━━ Listed entries ━━

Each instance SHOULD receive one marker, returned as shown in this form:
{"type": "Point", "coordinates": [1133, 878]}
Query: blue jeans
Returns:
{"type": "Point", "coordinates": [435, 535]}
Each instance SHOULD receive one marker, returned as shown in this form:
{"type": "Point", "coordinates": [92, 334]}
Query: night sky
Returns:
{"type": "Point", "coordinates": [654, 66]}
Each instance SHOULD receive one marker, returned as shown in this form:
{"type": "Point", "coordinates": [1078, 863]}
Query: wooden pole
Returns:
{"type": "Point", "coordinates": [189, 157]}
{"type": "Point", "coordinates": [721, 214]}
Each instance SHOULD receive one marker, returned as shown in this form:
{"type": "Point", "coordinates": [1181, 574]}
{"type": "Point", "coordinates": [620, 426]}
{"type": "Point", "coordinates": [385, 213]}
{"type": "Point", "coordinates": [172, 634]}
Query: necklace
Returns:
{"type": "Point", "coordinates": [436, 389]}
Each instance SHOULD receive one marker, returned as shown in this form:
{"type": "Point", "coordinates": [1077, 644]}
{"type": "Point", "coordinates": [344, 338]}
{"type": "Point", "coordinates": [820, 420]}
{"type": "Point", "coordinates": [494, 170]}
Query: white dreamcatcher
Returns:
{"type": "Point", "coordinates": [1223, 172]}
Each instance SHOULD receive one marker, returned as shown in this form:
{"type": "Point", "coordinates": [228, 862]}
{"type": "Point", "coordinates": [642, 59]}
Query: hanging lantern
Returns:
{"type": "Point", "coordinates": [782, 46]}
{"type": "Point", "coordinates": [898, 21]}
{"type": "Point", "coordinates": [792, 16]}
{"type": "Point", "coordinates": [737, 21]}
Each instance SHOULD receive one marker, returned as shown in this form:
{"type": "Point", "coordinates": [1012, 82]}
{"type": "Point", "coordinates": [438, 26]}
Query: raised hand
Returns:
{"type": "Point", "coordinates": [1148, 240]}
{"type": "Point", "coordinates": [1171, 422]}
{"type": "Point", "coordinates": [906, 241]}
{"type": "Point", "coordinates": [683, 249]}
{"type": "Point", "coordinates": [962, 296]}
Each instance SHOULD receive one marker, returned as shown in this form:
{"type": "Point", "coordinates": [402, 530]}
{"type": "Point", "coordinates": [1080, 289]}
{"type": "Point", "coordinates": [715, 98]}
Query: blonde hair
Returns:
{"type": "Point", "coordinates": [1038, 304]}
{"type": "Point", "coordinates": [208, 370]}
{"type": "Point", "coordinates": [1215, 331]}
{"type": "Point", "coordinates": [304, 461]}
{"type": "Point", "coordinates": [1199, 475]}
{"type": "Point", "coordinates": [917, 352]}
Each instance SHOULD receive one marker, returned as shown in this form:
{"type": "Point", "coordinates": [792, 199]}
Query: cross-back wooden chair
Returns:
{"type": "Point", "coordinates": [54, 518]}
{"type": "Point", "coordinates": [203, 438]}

━━━

Work instructions => Print the whole listing exactly as it is.

Output of the exercise =>
Each instance SHOULD receive one marker, returned as shown in this form:
{"type": "Point", "coordinates": [1133, 878]}
Query: blue jeans
Returns:
{"type": "Point", "coordinates": [435, 535]}
Each instance SHOULD receive one marker, returned as shown in this form:
{"type": "Point", "coordinates": [92, 334]}
Query: night sky
Returns:
{"type": "Point", "coordinates": [654, 66]}
Each instance SHOULD receive one marker, returned as shown in this form:
{"type": "Point", "coordinates": [1078, 863]}
Query: wooden pole
Returns:
{"type": "Point", "coordinates": [189, 157]}
{"type": "Point", "coordinates": [721, 214]}
Each instance SHOULD receive one marker, returned as shown in this form:
{"type": "Point", "coordinates": [1181, 574]}
{"type": "Point", "coordinates": [620, 426]}
{"type": "Point", "coordinates": [385, 213]}
{"type": "Point", "coordinates": [172, 634]}
Query: necklace
Returns:
{"type": "Point", "coordinates": [436, 389]}
Each instance SHOULD receive one marker, returned as shown in this form:
{"type": "Point", "coordinates": [1077, 644]}
{"type": "Point", "coordinates": [344, 338]}
{"type": "Point", "coordinates": [820, 420]}
{"type": "Point", "coordinates": [494, 170]}
Query: white dreamcatcher
Returns:
{"type": "Point", "coordinates": [1223, 172]}
Each instance SHOULD receive one marker, returned as shown in this form:
{"type": "Point", "coordinates": [228, 862]}
{"type": "Point", "coordinates": [642, 59]}
Query: hanging lantern
Returns:
{"type": "Point", "coordinates": [782, 46]}
{"type": "Point", "coordinates": [898, 21]}
{"type": "Point", "coordinates": [792, 16]}
{"type": "Point", "coordinates": [737, 21]}
Each instance SHOULD receive one marker, returned as shown in this form:
{"type": "Point", "coordinates": [1012, 82]}
{"type": "Point", "coordinates": [438, 26]}
Query: raised hand
Returns:
{"type": "Point", "coordinates": [1148, 240]}
{"type": "Point", "coordinates": [1171, 422]}
{"type": "Point", "coordinates": [906, 241]}
{"type": "Point", "coordinates": [683, 249]}
{"type": "Point", "coordinates": [962, 296]}
Each instance SHOULD receive one marker, returned as shown in this form:
{"type": "Point", "coordinates": [402, 530]}
{"type": "Point", "coordinates": [1080, 289]}
{"type": "Point", "coordinates": [715, 98]}
Query: blonde hair
Returns:
{"type": "Point", "coordinates": [1038, 304]}
{"type": "Point", "coordinates": [208, 370]}
{"type": "Point", "coordinates": [1215, 331]}
{"type": "Point", "coordinates": [304, 461]}
{"type": "Point", "coordinates": [1199, 475]}
{"type": "Point", "coordinates": [917, 352]}
Each instance SHOULD receive one marker, returned as shown in this form:
{"type": "Point", "coordinates": [792, 199]}
Query: cross-back wooden chair
Returns:
{"type": "Point", "coordinates": [54, 518]}
{"type": "Point", "coordinates": [203, 438]}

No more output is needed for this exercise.